Datos de origen:
▬▬▬▬▬▬▬▬▬▬
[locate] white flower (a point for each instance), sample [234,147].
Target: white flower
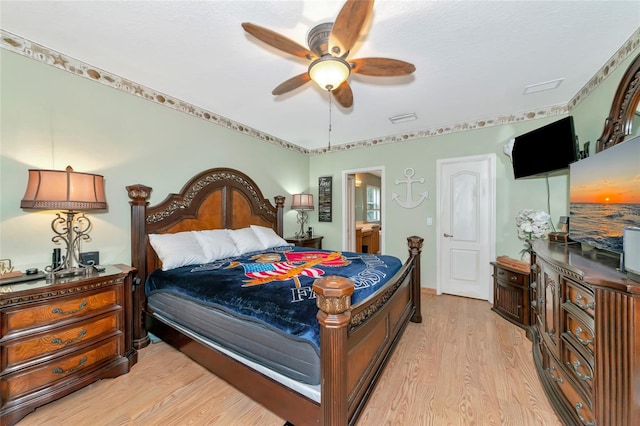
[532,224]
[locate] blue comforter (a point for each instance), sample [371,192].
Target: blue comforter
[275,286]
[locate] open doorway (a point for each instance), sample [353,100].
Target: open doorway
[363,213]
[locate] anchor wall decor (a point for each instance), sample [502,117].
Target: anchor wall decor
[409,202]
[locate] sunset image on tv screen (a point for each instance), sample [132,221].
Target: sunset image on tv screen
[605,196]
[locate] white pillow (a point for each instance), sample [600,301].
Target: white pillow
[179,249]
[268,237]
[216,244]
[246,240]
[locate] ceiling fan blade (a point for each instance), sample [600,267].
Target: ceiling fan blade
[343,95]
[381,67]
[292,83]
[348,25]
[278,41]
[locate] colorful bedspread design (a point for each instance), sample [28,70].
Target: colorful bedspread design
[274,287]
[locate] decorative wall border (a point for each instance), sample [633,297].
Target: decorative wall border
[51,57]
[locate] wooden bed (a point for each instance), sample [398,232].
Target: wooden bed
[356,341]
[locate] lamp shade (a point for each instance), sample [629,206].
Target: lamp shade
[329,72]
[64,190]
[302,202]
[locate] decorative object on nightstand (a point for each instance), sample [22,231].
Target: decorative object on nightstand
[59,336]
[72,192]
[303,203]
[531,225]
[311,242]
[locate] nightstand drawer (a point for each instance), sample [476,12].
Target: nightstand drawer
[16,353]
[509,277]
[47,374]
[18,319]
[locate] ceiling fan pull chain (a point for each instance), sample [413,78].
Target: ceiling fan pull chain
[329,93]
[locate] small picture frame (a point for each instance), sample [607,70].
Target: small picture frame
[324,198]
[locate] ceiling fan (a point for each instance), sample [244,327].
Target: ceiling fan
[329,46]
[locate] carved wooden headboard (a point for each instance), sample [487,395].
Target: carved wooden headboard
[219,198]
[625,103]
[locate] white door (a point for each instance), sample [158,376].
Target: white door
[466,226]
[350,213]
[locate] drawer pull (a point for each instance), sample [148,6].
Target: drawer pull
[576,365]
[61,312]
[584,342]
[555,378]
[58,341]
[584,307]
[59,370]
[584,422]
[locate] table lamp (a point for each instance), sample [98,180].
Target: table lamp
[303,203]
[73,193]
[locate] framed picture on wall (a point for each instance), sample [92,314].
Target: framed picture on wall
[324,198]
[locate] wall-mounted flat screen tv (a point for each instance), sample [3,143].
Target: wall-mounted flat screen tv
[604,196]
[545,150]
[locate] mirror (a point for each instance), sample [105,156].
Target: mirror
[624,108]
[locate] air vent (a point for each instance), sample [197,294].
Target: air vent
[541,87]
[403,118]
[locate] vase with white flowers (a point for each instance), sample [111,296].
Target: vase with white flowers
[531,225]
▬▬▬▬▬▬▬▬▬▬
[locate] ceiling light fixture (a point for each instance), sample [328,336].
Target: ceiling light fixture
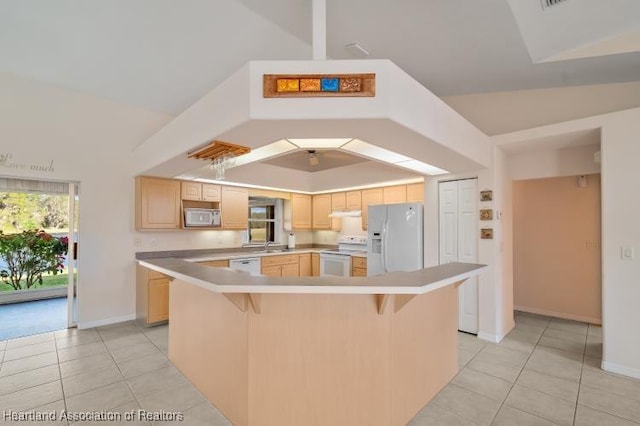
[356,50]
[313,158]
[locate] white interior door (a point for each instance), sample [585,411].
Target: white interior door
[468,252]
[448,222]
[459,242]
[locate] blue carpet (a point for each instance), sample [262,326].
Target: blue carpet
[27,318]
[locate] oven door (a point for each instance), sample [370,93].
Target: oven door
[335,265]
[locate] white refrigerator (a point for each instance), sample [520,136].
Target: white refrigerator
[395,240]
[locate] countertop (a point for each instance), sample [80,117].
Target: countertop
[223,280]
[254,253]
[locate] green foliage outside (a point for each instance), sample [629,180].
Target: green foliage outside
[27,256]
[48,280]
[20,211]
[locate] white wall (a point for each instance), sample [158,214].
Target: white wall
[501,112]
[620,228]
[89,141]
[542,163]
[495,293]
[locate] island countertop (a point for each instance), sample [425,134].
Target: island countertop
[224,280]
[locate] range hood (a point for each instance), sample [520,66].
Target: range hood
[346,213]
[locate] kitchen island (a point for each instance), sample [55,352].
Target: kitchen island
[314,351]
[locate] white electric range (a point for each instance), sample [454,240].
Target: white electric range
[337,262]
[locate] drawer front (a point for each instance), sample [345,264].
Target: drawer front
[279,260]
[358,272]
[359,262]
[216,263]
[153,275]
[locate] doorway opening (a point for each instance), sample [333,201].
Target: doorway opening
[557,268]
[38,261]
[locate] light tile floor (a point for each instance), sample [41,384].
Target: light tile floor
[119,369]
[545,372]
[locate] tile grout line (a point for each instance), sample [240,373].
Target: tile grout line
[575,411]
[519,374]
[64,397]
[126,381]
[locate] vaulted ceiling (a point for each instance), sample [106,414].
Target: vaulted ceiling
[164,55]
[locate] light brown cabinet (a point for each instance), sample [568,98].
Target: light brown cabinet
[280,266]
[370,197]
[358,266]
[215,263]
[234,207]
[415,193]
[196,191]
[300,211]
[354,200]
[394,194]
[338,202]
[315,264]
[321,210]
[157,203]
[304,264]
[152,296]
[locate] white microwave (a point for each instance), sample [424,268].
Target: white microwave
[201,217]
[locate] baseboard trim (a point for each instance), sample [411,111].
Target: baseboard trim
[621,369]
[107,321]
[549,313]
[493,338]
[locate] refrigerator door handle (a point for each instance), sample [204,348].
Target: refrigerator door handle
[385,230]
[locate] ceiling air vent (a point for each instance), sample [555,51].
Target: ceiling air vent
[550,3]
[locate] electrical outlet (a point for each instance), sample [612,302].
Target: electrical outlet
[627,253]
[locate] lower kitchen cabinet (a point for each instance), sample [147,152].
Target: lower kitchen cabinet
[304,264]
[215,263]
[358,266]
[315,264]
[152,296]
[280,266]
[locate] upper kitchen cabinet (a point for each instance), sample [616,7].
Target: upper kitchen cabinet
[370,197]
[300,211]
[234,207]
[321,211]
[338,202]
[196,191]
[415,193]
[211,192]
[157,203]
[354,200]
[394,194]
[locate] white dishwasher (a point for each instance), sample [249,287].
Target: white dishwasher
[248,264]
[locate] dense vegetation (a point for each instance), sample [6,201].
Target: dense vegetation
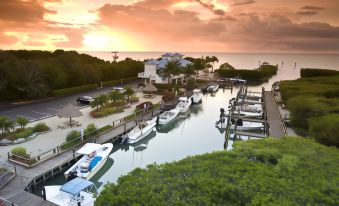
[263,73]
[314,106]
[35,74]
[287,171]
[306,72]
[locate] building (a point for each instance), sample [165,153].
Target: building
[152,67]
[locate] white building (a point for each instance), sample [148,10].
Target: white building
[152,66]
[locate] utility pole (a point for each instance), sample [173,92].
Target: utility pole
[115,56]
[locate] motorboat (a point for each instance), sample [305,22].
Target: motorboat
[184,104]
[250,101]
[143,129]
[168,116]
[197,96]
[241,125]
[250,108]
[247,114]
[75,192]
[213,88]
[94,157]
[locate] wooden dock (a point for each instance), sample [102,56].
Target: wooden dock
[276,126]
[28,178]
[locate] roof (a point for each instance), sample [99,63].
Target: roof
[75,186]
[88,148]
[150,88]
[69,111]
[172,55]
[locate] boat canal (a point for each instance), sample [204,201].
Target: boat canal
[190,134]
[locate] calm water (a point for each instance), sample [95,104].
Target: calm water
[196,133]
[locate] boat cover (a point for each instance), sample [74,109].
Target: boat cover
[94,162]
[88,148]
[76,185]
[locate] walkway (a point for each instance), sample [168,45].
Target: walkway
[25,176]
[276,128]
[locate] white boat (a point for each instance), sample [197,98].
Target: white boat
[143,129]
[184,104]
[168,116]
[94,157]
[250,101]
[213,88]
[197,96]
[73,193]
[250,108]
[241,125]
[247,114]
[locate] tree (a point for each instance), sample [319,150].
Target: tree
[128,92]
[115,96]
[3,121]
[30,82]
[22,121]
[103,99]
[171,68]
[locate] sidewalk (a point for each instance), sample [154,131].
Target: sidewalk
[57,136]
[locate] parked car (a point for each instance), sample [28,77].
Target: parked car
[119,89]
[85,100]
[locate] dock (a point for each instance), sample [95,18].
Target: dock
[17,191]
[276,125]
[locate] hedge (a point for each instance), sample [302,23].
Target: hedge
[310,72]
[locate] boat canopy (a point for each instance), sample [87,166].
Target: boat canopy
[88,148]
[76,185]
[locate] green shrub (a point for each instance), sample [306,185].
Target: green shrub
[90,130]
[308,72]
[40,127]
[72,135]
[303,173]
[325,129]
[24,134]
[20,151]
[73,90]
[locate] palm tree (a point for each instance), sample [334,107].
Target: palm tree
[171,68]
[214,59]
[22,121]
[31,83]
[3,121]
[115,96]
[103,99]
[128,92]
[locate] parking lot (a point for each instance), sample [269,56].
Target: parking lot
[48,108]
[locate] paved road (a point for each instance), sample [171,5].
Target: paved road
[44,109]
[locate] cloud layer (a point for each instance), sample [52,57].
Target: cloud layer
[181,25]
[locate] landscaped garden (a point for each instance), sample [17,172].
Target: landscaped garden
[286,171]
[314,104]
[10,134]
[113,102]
▬▬▬▬▬▬▬▬▬▬
Consigna del ejercicio
Reúne todas las líneas de los ítems en las que aparece la palabra "cover". Ten en cuenta las mayúsculas y las minúsculas.

Resultado de la tarea
[locate] boat cover (a point for each instance), sample [74,109].
Target: boat cover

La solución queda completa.